*** Data for the task Section Begins ***

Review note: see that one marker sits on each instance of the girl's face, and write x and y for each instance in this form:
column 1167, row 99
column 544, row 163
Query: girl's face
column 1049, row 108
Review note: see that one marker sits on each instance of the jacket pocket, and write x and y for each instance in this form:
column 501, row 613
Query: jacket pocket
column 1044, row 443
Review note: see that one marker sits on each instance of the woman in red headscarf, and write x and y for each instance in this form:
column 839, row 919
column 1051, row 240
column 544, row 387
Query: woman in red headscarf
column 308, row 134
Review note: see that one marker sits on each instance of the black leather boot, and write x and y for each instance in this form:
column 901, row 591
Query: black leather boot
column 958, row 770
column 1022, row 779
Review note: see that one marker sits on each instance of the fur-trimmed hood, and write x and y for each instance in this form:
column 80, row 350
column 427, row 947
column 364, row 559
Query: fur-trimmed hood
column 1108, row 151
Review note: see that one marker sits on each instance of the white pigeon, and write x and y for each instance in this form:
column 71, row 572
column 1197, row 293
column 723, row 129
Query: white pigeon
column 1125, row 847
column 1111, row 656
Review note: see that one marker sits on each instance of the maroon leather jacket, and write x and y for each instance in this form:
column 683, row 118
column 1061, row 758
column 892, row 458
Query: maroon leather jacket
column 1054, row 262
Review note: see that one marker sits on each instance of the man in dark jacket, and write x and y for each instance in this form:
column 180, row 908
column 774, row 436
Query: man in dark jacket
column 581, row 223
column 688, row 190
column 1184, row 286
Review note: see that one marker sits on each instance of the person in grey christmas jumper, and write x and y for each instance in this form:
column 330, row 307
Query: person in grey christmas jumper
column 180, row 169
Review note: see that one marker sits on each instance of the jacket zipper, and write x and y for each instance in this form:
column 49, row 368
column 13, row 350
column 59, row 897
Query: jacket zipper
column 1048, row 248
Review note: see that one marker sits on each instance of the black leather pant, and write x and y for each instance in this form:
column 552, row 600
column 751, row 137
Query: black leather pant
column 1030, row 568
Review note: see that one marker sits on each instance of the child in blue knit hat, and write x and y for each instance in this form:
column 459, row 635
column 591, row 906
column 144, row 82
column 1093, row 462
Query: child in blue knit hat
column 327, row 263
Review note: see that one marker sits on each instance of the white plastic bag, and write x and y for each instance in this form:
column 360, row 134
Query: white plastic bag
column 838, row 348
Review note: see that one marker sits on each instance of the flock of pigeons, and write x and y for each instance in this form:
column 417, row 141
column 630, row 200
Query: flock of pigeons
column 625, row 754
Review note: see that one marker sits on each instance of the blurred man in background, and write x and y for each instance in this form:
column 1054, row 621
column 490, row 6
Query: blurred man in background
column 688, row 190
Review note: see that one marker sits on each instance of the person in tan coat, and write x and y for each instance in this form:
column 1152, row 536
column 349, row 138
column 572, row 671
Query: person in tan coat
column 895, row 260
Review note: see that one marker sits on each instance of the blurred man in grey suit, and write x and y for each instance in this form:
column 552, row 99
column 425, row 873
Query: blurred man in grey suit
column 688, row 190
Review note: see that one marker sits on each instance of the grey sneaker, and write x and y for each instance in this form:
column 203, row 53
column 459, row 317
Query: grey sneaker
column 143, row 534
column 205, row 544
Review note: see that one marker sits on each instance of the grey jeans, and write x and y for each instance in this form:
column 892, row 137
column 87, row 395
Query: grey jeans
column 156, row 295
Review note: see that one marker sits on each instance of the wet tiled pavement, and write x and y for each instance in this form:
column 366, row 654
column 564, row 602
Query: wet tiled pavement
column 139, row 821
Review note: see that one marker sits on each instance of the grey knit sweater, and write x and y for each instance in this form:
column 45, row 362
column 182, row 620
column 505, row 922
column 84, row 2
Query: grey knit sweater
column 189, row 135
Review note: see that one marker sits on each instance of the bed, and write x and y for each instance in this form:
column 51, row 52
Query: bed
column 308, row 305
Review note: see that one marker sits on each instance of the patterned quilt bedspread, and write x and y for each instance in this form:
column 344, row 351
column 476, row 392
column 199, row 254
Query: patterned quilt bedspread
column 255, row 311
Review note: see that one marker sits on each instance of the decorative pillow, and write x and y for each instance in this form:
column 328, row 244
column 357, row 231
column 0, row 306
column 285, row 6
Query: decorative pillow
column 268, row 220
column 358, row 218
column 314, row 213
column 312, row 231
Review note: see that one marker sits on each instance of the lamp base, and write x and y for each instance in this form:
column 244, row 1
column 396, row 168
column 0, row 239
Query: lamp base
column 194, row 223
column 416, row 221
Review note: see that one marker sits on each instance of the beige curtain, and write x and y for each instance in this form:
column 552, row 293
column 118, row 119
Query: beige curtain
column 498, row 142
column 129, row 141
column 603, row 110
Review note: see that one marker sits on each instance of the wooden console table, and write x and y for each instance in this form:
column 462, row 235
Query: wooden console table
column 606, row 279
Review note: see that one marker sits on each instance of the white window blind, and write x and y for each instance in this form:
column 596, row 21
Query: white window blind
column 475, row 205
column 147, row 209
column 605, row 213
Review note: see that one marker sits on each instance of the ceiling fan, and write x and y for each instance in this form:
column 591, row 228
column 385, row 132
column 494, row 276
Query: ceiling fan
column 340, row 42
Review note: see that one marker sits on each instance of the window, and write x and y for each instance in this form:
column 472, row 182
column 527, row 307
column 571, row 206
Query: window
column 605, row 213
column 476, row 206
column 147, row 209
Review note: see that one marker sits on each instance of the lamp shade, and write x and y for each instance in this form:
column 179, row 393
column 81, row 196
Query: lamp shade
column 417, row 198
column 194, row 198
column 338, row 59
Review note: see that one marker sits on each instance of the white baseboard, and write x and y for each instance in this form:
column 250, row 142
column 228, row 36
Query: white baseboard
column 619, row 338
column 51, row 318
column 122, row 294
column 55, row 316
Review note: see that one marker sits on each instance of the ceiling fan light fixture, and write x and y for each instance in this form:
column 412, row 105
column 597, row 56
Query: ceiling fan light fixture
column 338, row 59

*** Data for the task Section Ends ***

**Work order**
Reproduce all of the listing, exactly as given.

**Answer to this exercise**
Review note: see that one marker sits on each instance of the girl's face, and write x and y for each instance in this form:
column 1167, row 99
column 544, row 163
Query: girl's face
column 1049, row 108
Review note: see that one marker sits on each instance of the jacket pocket, and write x and y for each instance in this form:
column 501, row 613
Query: jacket pocket
column 1044, row 443
Review note: see that one marker sits on each instance of the woman in red headscarf, and write x and y for each instance in this form:
column 839, row 919
column 1051, row 240
column 544, row 387
Query: woman in red headscarf
column 308, row 134
Review note: see that one marker sits on each instance of the black leather boot, and write x and y for each instance in this form:
column 901, row 591
Query: black leather boot
column 958, row 770
column 1022, row 779
Review note: see that one marker sits on each instance of the fur-trimmed hood, and write x and y for each instance in this form:
column 80, row 350
column 427, row 947
column 364, row 559
Query: fur-trimmed hood
column 1108, row 151
Review note: see that one marker sits on each instance of the white pigeon, and write x and y for each instance in this form:
column 71, row 572
column 1197, row 293
column 723, row 129
Query: white pigeon
column 1125, row 847
column 1111, row 656
Review note: see that one marker sits on each instance of the maroon leather jacket, and write x and y for each instance in this form:
column 683, row 118
column 1061, row 758
column 892, row 458
Query: maroon leather jacket
column 1054, row 262
Review note: see that one marker sits on each instance of the man in dark jacket, and write x and y for each instance in this form:
column 180, row 908
column 774, row 436
Query: man in dark jacket
column 581, row 223
column 688, row 190
column 1184, row 286
Review note: see that one marker sits on each instance of the person in grey christmas jumper, and write x and y for each instance in this form:
column 330, row 307
Query: person in grey christmas jumper
column 180, row 169
Review note: see that one marker sits on each instance of the jacket zipper, and write x and y for each instance in this form:
column 49, row 368
column 13, row 350
column 59, row 897
Query: jacket zipper
column 1048, row 248
Review note: see that one marker sits on each instance of the black leather pant, and write x and y for each instance in this form:
column 552, row 600
column 751, row 137
Query: black leather pant
column 1030, row 568
Review note: see that one marker sits on each instance of the child in blue knit hat, and write x and y for each instance in this form:
column 459, row 635
column 591, row 906
column 144, row 82
column 1093, row 462
Query: child in blue knit hat
column 327, row 263
Review note: see that one marker sits on each instance of the white plastic bag, and write x and y for each instance in this form:
column 360, row 134
Query: white plastic bag
column 838, row 348
Review note: see that one marker sits on each instance of the flock of pigeons, and write x and y for each instance in this form:
column 417, row 141
column 630, row 200
Query: flock of pigeons
column 625, row 754
Review note: see that one marker sits on each instance of the blurred man in background, and write x and y for each instance in this form:
column 1054, row 621
column 490, row 6
Query: blurred man in background
column 688, row 190
Review note: see that one marker sits on each instance of the person in tan coat, and write x and y for each instance in this form:
column 1152, row 536
column 349, row 138
column 572, row 671
Query: person in tan coat
column 895, row 260
Review note: see that one marker sits on each instance of the blurred man in grey suit, and write x and y for each instance in this form:
column 552, row 99
column 425, row 873
Query: blurred man in grey suit
column 688, row 190
Review note: see that one marker sits on each instance of the grey sneaker, and write x and y for each instance in this form:
column 203, row 53
column 459, row 317
Query: grey sneaker
column 143, row 534
column 205, row 544
Review note: see that one marker sits on each instance of the grey jeans, and write x and y for each instance in this form:
column 892, row 137
column 87, row 395
Query: grey jeans
column 156, row 295
Review note: see that one marker sits on each instance of the wet tiled pavement, and write x and y for each instance in this form:
column 366, row 654
column 564, row 602
Query: wet tiled pavement
column 139, row 821
Review note: see that one marker sits on each instance of the grey knit sweater, and write x and y for each instance in this form:
column 45, row 362
column 182, row 620
column 505, row 922
column 84, row 2
Query: grey knit sweater
column 189, row 135
Review note: see that one marker sits on each instance of the bed, and write x and y for each instance in this form:
column 51, row 52
Query: bed
column 308, row 305
Review note: see that one marker sits on each instance of the patterned quilt bedspread, and write x and y for each instance in this form:
column 344, row 351
column 476, row 392
column 199, row 254
Query: patterned quilt bedspread
column 255, row 311
Review note: see that one marker sits on each instance of the decorative pillow, and write x and y for each instance in this form:
column 328, row 244
column 357, row 231
column 0, row 306
column 285, row 6
Query: decorative pillow
column 268, row 220
column 358, row 218
column 314, row 213
column 312, row 231
Review note: see that one marker sits on each instance of the lamp base, and write x and y for each instance in this form:
column 244, row 1
column 396, row 168
column 0, row 239
Query: lamp base
column 194, row 223
column 416, row 221
Review note: see that one marker sits on each instance of the beige curtain, and write x and y for each instance in this form:
column 552, row 293
column 118, row 119
Query: beige curtain
column 498, row 142
column 129, row 141
column 603, row 110
Review note: see that one marker sits on each instance of the wooden console table, and write x and y for each instance in this form:
column 462, row 235
Query: wooden console table
column 606, row 279
Review note: see that one marker sits on each instance of the white window blind, and write x and y for each instance in this form:
column 596, row 21
Query: white window blind
column 475, row 205
column 147, row 209
column 605, row 213
Review note: see that one marker sits on each instance of the ceiling fan, and write x and y for each instance in this form:
column 591, row 228
column 385, row 132
column 494, row 276
Query: ceiling fan
column 340, row 42
Review note: see that one marker sits on each instance of the window, and write x and y for each instance in this form:
column 472, row 182
column 527, row 307
column 571, row 206
Query: window
column 605, row 213
column 476, row 206
column 147, row 209
Review note: see that one marker sits on each instance of the lamp shade, and write x and y for each instance in this form:
column 179, row 393
column 81, row 196
Query: lamp shade
column 417, row 198
column 194, row 198
column 338, row 59
Review note: see that one marker sits on each instance of the white baseboard, and write x and y for each instance in this form:
column 250, row 142
column 228, row 36
Query: white baseboard
column 619, row 338
column 51, row 318
column 122, row 294
column 55, row 316
Review note: see that one marker sits on each instance of the ceiling fan light fixture, and write x and y for each instance in this form:
column 412, row 105
column 597, row 56
Query: ceiling fan light fixture
column 338, row 59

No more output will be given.